▶ [What to work on]: Report every line from the following entries that contains the string "clicks".

(Recorded data)
--------------------------------------------------

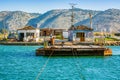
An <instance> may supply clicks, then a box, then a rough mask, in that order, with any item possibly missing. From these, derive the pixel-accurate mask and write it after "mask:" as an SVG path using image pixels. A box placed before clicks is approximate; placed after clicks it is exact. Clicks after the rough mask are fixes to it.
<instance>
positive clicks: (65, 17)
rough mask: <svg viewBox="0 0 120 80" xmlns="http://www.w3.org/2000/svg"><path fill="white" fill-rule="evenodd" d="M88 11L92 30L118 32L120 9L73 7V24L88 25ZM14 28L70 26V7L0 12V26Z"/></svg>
mask: <svg viewBox="0 0 120 80" xmlns="http://www.w3.org/2000/svg"><path fill="white" fill-rule="evenodd" d="M89 13H92V21H93V28H94V31H107V32H120V27H119V26H120V10H119V9H108V10H105V11H95V10H83V9H79V8H75V9H74V23H75V24H74V25H75V26H77V25H86V26H88V27H89V26H90V19H89ZM3 25H5V28H6V29H8V30H16V29H18V28H22V27H24V26H25V25H31V26H33V27H39V28H62V29H63V28H64V29H68V28H70V26H71V9H57V10H51V11H48V12H46V13H44V14H38V13H27V12H22V11H2V12H0V28H3Z"/></svg>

--------------------------------------------------

▶ [Reply]:
An <instance> may supply clicks, then a box, then a rough mask, in that order, with any item possibly missing. From these, derive the pixel-accurate mask and write it after "mask:" as an SVG path using image pixels. A box placed before clicks is approximate; placed after clicks it is exact. Clicks after the rough mask are fixes to it.
positive clicks: (65, 17)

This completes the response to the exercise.